--- Begin ---
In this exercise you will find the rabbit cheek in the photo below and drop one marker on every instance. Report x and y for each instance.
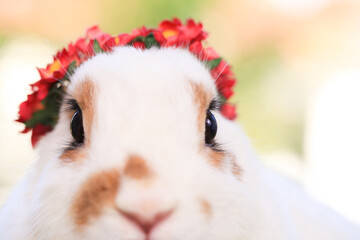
(85, 94)
(202, 98)
(205, 208)
(97, 192)
(73, 155)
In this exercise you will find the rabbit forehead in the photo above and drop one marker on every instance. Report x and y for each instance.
(146, 98)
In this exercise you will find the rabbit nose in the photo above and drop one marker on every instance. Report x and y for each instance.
(146, 224)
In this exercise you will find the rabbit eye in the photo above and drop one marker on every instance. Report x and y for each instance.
(76, 127)
(210, 127)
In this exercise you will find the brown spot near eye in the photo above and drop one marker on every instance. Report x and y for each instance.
(73, 155)
(223, 160)
(205, 207)
(136, 168)
(84, 93)
(94, 194)
(216, 158)
(202, 99)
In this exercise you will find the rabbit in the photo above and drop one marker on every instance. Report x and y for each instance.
(141, 152)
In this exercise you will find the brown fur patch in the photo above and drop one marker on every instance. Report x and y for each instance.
(99, 190)
(73, 155)
(236, 170)
(136, 168)
(216, 158)
(205, 207)
(202, 99)
(84, 94)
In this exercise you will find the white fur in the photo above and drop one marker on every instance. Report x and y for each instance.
(145, 107)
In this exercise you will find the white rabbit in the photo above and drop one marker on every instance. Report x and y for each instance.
(149, 165)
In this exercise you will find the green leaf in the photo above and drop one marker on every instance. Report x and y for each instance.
(150, 41)
(96, 46)
(213, 63)
(70, 71)
(50, 114)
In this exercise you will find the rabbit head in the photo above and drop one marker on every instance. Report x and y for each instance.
(141, 151)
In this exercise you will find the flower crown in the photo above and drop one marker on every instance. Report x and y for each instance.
(40, 111)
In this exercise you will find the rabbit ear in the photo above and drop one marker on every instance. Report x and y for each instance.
(202, 98)
(84, 95)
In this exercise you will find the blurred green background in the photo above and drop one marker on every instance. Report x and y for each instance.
(284, 54)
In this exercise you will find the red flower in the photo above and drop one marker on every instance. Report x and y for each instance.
(229, 111)
(28, 107)
(138, 44)
(38, 131)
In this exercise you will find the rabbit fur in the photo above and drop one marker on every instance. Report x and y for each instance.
(148, 107)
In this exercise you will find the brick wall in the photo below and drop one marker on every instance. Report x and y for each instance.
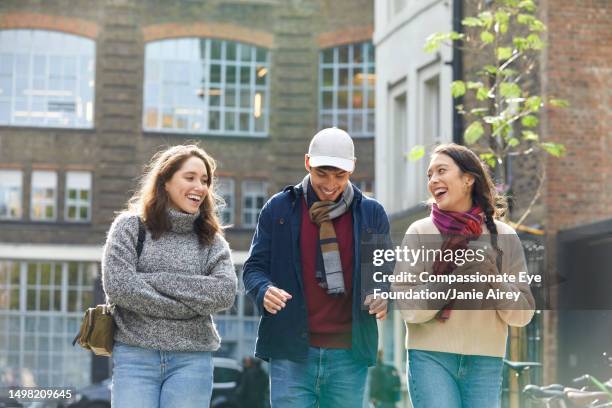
(117, 148)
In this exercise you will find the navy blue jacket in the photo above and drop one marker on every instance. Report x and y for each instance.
(274, 259)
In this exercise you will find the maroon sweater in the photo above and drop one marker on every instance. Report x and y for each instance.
(329, 317)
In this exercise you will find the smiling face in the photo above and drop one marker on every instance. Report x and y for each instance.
(449, 186)
(328, 183)
(188, 186)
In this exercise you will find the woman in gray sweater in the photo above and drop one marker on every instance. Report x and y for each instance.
(164, 297)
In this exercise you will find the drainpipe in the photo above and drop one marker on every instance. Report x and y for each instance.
(457, 65)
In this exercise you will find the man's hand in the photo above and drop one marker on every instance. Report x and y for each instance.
(275, 299)
(377, 306)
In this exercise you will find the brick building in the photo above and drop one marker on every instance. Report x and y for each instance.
(89, 91)
(575, 209)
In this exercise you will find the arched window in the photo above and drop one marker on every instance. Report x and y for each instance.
(46, 79)
(346, 88)
(210, 86)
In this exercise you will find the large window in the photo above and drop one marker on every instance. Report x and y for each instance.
(44, 196)
(254, 195)
(41, 305)
(346, 92)
(78, 196)
(225, 188)
(46, 79)
(10, 194)
(206, 86)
--- End ---
● What the task asks:
Pictures are to be left out; repeat all the remaining data exactly.

● Worked answer:
In this exercise you will find the rabbit cheek in the photo below and drop one marker on every instance. Report x and y for each instance.
(85, 94)
(202, 98)
(205, 208)
(97, 192)
(73, 155)
In this exercise you will find the rabbit forehead in the photo above and drop one marker on every instance. Report x and y for each instance.
(146, 98)
In this exercise you will find the rabbit nose in the photo above and drop one marker on every instance. Report x and y for each instance.
(146, 224)
In this exercise you will find the rabbit eye in the photo above and drop one marker on every instance. Report x and y for each instance.
(76, 127)
(210, 127)
In this exercise you will find the brown spot near eye in the photo above and drop one marker on every instance. Report x and y for each instance.
(73, 155)
(223, 160)
(205, 207)
(136, 168)
(84, 93)
(94, 194)
(216, 158)
(202, 99)
In this exercise you will find the rabbit in the photo above and drop one marker on every instance. Report x and y for each instance.
(141, 152)
In this exercise you will find the brown fur patch in the photo above and drop one marker on every instance. Report x and y for each instance.
(99, 190)
(73, 155)
(236, 170)
(136, 168)
(216, 158)
(205, 207)
(202, 99)
(84, 94)
In this exercise you will find the white fur in the photo above and drop one marker on every instance. Report x and y for each instance.
(145, 107)
In this exercise you will find the white rabbit in the photo above and drop one marker on every instance. Report x and y for each instance.
(149, 165)
In this exercise you will find the green leaf in the photo above and drop one marker on every instance. Report x and y for each instance.
(150, 41)
(96, 46)
(213, 63)
(70, 71)
(50, 114)
In this exercise you will find the rabbit head in the photo above and drop one marker on every instance. Report x and y for each instance.
(141, 151)
In this exercise you will find the flower crown in the photo above and drop one marker on every instance. Report x and y for each instance.
(40, 111)
In this exercise you will find the rabbit ear in the photo above and drop one marker on every instance. Report x and y for each instance.
(202, 98)
(84, 95)
In this exercise you will find the blurred green background in the photo above and drop one marker on every instance. Report x and y for each instance.
(284, 54)
In this exercise you will find the red flower in the photo above and drop one marker on every instance. Report x and y for each instance.
(229, 111)
(28, 107)
(138, 44)
(38, 131)
In this exercise you will find the rabbit fur in the photo above and drop one marker on every instance. Report x and y for each instance.
(148, 107)
In this exercise you will find the brick wall in the photo below and drop one marker on every instance. Report x and y for each instance.
(117, 148)
In this exercise you will find the navy blue jacket in the photo above and drop one marker on every instance. Report x and y for each instance.
(274, 259)
In this exercise you will find the maroon sweater in the photo above and drop one marker on every instance. Report x and y for each instance.
(329, 317)
In this exercise you will find the smiling face in the photo above and drop one marker on every instance. Report x and y for each instance.
(449, 186)
(328, 183)
(188, 186)
In this exercise you will find the woman in gray sweater in the photo above and drop one marker on every instance. Report x and y for each instance.
(164, 297)
In this exercise you will find the drainpipe in the photo above and drop one marker on every instance. Report x and y for each instance.
(457, 65)
In this exercise you will find the man's hand in the photo above and drop one marker on every instance. Report x and y for each instance.
(275, 299)
(377, 306)
In this exercise you will find the brick building in the photo above and drop one marker on every instance. Report x and y for each instance.
(89, 91)
(575, 209)
In this exercise you will find the arched window in the photo above and drop one marker on every instance. Report x and y for each instance.
(46, 79)
(346, 88)
(210, 86)
In this exercise you will find the large window in the photo above and drop one marker on every instance. Report x and y for each instance.
(44, 196)
(254, 195)
(41, 305)
(346, 92)
(78, 196)
(225, 188)
(46, 79)
(10, 194)
(206, 86)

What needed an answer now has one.